Only the lines that hold the word "target" are wanted from this listing.
——————————
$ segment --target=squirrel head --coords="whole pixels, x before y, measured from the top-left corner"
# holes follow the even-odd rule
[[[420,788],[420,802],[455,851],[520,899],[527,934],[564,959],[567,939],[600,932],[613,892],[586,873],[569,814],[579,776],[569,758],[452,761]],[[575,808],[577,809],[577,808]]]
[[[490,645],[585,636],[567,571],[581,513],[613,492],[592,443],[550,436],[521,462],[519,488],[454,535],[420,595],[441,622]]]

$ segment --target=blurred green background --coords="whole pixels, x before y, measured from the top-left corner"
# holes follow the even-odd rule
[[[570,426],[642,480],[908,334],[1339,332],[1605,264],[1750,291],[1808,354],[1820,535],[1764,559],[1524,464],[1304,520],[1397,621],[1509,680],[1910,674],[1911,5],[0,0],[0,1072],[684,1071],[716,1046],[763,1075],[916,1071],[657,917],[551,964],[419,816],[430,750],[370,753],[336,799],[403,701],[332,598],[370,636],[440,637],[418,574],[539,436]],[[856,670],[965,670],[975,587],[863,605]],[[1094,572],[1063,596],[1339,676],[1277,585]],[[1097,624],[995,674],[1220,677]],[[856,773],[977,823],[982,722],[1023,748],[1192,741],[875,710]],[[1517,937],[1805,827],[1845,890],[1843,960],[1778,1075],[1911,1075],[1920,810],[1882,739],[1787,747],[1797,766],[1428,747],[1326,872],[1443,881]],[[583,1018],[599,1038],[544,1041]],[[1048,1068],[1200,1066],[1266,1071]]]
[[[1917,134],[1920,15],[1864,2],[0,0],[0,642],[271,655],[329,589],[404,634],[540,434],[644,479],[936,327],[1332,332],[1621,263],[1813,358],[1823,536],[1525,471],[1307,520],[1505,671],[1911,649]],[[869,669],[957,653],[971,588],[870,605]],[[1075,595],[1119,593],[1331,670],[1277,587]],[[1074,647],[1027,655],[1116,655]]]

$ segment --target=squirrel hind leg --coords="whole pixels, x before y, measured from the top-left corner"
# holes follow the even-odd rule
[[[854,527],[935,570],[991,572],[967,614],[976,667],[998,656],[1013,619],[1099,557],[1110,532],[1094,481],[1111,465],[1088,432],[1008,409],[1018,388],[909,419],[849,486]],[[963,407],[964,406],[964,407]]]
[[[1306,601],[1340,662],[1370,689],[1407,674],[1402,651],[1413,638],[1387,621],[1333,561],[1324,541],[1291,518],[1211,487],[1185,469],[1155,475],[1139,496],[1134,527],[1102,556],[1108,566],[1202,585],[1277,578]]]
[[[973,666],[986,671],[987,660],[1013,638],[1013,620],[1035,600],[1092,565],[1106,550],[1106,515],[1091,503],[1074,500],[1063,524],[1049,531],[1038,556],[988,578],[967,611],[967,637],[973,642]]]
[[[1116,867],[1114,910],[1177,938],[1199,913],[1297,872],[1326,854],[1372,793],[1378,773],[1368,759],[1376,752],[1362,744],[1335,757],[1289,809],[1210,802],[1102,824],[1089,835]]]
——————————
RESPONSE TO THIS EXERCISE
$ segment --target=squirrel head --coords="whole pixels, x before y, measured from the top-left corner"
$ segment --target=blurred green background --coords="whole pixels, x before y, measured from the top-left corner"
$ segment --target=squirrel hind leg --coords="whole pixels, x before y, measured from the top-left corner"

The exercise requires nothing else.